▶ What is being asked
Write out exactly the lines from the one containing "of the door" through the last line of the records below, including both.

▶ Entries shown
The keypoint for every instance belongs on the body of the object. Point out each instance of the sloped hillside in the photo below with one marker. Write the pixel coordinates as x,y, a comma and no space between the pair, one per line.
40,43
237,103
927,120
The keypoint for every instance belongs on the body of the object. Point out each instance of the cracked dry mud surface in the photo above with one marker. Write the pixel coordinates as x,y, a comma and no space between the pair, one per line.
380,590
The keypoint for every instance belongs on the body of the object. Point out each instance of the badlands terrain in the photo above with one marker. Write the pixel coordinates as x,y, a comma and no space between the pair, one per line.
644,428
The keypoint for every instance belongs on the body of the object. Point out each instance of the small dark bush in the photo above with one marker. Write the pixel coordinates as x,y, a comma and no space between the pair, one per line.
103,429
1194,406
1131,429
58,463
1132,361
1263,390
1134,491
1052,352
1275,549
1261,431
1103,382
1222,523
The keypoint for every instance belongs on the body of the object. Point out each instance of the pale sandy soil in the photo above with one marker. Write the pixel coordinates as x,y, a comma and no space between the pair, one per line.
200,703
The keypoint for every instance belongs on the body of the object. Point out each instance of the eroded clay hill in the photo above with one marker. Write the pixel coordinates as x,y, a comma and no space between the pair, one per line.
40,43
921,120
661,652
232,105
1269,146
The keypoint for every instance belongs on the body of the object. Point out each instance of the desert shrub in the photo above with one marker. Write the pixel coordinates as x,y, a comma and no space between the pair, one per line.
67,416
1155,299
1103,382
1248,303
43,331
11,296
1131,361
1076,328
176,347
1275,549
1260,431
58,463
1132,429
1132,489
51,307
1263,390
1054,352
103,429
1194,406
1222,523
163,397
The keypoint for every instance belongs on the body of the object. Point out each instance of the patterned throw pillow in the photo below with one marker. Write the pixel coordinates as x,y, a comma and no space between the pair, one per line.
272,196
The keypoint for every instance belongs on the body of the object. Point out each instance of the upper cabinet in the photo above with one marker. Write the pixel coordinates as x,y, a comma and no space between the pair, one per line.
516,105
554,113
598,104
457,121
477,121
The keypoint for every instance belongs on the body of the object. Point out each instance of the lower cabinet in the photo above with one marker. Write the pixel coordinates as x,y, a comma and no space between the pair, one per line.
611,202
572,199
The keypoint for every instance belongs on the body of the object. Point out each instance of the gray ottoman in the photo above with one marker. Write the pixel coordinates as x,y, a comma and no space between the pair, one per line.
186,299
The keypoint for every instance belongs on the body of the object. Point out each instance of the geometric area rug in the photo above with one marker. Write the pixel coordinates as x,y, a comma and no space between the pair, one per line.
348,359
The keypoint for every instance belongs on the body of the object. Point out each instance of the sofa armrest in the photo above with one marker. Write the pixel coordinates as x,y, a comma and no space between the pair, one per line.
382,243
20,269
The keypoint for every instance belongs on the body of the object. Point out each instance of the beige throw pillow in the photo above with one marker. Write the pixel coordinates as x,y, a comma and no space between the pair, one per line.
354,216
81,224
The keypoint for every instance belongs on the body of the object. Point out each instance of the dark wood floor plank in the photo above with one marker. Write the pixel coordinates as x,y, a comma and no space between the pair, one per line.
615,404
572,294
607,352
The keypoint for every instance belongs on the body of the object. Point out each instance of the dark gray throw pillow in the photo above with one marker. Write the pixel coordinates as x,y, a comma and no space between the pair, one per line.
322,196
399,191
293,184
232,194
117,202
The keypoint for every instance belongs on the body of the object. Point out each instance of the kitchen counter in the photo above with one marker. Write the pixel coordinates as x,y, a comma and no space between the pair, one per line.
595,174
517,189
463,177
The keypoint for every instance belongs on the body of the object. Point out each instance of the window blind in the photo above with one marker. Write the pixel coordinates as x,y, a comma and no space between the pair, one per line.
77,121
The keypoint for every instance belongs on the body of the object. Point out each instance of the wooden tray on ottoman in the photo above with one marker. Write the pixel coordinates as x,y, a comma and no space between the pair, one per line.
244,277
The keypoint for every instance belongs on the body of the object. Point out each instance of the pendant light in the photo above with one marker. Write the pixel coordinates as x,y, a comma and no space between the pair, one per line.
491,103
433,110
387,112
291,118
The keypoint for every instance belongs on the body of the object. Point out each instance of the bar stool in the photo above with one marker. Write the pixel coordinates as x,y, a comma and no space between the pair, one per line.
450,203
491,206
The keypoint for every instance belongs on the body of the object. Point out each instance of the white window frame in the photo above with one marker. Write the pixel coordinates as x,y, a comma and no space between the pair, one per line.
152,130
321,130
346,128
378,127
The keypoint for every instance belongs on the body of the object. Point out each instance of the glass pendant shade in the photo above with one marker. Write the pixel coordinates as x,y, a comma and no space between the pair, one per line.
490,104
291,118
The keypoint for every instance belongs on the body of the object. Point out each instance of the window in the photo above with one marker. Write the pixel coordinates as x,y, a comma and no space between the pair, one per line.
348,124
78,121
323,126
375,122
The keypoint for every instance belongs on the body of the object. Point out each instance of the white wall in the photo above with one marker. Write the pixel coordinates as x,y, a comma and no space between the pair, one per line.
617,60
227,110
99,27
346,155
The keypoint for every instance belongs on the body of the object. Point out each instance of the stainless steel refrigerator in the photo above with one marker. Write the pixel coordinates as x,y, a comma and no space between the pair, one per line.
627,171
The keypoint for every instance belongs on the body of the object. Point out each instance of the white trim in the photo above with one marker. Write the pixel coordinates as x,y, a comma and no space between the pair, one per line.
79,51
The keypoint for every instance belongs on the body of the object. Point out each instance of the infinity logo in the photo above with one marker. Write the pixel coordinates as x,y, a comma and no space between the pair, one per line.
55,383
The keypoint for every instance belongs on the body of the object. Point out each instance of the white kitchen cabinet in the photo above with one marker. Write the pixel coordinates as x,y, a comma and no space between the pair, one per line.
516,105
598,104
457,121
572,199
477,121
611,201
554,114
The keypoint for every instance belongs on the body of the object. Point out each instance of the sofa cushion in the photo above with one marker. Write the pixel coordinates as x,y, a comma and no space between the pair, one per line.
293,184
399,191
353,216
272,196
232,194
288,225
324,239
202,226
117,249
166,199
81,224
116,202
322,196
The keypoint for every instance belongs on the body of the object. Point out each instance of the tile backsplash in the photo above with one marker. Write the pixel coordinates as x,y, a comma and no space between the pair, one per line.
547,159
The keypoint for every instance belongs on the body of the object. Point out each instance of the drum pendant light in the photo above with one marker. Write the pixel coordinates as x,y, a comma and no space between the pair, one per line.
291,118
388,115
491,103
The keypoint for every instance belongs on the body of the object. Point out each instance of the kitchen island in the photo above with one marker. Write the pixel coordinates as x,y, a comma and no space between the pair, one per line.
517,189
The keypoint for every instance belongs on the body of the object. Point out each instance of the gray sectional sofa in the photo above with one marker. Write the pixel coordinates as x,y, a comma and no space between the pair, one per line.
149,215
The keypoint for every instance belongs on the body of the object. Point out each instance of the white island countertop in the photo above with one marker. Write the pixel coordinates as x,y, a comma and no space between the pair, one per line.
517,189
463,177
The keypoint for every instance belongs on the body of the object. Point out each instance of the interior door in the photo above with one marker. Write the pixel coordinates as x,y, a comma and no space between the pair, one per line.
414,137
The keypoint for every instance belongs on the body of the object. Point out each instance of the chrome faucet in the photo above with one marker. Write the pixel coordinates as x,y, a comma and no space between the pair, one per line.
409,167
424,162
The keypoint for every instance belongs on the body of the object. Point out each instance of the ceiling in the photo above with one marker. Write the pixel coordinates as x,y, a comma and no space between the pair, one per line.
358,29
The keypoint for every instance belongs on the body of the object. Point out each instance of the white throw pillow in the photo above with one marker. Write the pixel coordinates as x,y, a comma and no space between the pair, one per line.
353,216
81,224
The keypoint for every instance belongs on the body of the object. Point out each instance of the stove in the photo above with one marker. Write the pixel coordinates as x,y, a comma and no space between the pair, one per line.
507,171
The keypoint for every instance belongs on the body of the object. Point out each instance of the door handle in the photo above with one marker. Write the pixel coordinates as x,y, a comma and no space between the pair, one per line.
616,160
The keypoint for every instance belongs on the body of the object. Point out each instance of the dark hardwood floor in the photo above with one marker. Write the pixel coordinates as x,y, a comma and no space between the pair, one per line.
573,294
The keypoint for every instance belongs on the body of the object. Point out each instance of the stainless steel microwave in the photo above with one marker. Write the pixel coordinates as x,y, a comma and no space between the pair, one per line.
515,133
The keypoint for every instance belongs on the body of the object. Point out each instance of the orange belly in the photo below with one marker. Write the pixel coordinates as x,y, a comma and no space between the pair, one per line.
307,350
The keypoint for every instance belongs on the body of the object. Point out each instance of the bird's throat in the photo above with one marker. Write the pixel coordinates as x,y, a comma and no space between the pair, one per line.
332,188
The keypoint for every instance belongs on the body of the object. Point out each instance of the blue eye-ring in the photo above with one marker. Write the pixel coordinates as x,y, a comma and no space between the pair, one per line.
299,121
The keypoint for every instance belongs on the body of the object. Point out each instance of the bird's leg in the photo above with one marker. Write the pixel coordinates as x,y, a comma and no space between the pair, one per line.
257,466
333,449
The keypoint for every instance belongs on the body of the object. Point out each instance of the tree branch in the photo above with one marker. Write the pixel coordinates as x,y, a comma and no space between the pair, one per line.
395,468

▶ Result for this exercise
The keypoint for every instance belongs on the body of the object. Point out each instance of the door handle in the photo above with one marker. Write the pixel coordinates as x,y, a comma and no space between the pair, one per line.
616,160
The keypoint for every instance belongs on the body of the object. Point out each instance of the dark hardwood floor in the photo above with one marker. Write the pixel coordinates as x,y, a comma and no space between the pair, one per line.
573,294
The keypoint for every instance belongs on the body of the object. Point out each instance of the stainless steel microwave in the photo above with one marker. Write the pixel coordinates as x,y, a comma and no space between the pair, one per line.
515,133
The keypoint for every instance belongs on the body of the object. Point out each instance of the orange belly in the photo below with one marker. Write the pixel coordinates as x,y, a comma and no space between the pair, one per line.
307,350
The keypoint for every instance belongs on the body of the object. Point out each instance of the bird's throat in the photo above with one marker. Write the pixel coordinates as x,y, a comma and no space between the pair, one per line.
332,188
The keypoint for every instance belongs on the body of the object. Point out each instance of the blue eye-ring in the photo above with one marker. Write the pixel coordinates as x,y, a comma and no space between the pair, one per line.
299,121
The keypoint for every instance belongs on the body of the object. Point out each instance of the bird's leg in the photo above with one marker. Write the pixel coordinates as x,y, a comma and no space between the pair, one per line.
257,466
333,449
The keypoint for every instance belongs on the body of the object. Point out each instance of the tree branch in the photo above with one marker. Write the pixel coordinates as x,y, a comma and no space between the pair, one per line.
395,468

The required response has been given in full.